◆ **Work order A**
Decide whether each statement below agrees with the passage on Medicare and kidney transplant drugs, and answer yes or no for each with the text's deciding words quoted. (i) Dialysis costs about $77,500 a year. (ii) The proposed legislation to extend Medicare coverage of immunosuppressive drugs has already passed. (iii) The letter urging lawmakers to act was signed by nineteen groups.
◆ **Work order B**
Extend the passage on Medicare and kidney transplant drugs by writing what comes after its final sentence.

◆ **Text passage**
According to the most recent numbers available from the National Kidney Foundation, Medicare spends about $19,000 on average for individuals with a functioning kidney transplant about a year after the surgery. Meanwhile, dialysis — which is wholly covered by Medicare for a patient’s lifetime — costs about $77,500 a year.
Even with the $110,000 average cost of surgery added, the drugs become a cheaper route than dialysis some time during the second year.
Advocates have pressed that point and fought for changes to the statute for years.
The Comprehensive Immunosuppressive Drug Coverage for Kidney Transplant Patients Act would extend Medicare coverage of immunosuppressive drugs, but the proposed legislation has foundered for more than a decade.
Nineteen groups — representing such interested parties as kidney doctors, transplant surgeons and dialysis patients — wrote a letter in June in an attempt to spur lawmakers to action.
“It is not sound public policy or cost effective for Medicare to cover a kidney transplant and then stop immunosuppressive coverage after 36 months — which can, and all too often does, lead to someone rejecting the transplanted kidney because they cannot afford their medicine,” the letter reads.

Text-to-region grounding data
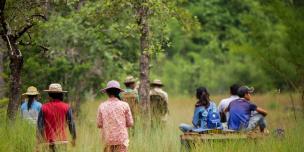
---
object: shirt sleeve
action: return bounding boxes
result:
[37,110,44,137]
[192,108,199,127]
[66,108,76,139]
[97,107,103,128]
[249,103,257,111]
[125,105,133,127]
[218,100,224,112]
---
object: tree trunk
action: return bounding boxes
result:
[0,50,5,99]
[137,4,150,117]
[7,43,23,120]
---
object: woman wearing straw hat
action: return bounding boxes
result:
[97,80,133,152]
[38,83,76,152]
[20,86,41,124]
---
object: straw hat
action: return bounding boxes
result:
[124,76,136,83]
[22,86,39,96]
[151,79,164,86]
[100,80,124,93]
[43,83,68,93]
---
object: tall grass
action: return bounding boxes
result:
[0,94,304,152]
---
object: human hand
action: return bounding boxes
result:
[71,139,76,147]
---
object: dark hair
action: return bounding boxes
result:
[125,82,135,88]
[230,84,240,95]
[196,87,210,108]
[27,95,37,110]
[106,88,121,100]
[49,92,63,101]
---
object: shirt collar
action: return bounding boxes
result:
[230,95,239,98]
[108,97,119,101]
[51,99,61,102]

--

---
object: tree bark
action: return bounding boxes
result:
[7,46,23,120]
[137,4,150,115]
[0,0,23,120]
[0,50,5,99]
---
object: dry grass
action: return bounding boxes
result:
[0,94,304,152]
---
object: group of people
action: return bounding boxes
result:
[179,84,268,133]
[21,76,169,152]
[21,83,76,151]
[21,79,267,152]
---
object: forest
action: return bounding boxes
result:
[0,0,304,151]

◆ **Answer A**
(i) Yes: "costs about $77,500 a year"
(ii) No: "the proposed legislation has foundered for more than a decade"
(iii) Yes: "Nineteen groups — representing such interested parties as kidney doctors, transplant surgeons and dialysis patients — wrote a letter in June"

◆ **Answer B**
The New England Journal of Medicine reported a study in February that Medicare would realize a savings of $200 million a year if lifetime drugs were provided. Authors John S. Gill and Marcello Tonelli called the current policy “irrational and needlessly wasteful.”
“Although the decision not to provide lifetime coverage for immunosuppressive drugs might once have been justified by the hope that transplantation would improve the health and earning power of patients with kidney failure, allowing them to obtain private insurance, this optimism is not borne out by the current reality,” the study reads.
Patients are wary of admitting they didn’t take their anti-rejection medications because it might keep them off the list for another replacement kidney.
Even so, a 2010 survey found that more than 70 percent of kidney-transplantation programs reported that their patients had an “extremely serious” or “very serious” problem paying for immunosuppressive medications.
“Sixty-eight percent reported deaths and graft losses attributable to cost-related nonadherence,” the study found.
Mary Beth Callahan, a senior social worker with the Dallas Transplant Institute, said that nationally it is believed that the lack of anti-rejection drugs is the third-leading cause of transplanted kidney loss.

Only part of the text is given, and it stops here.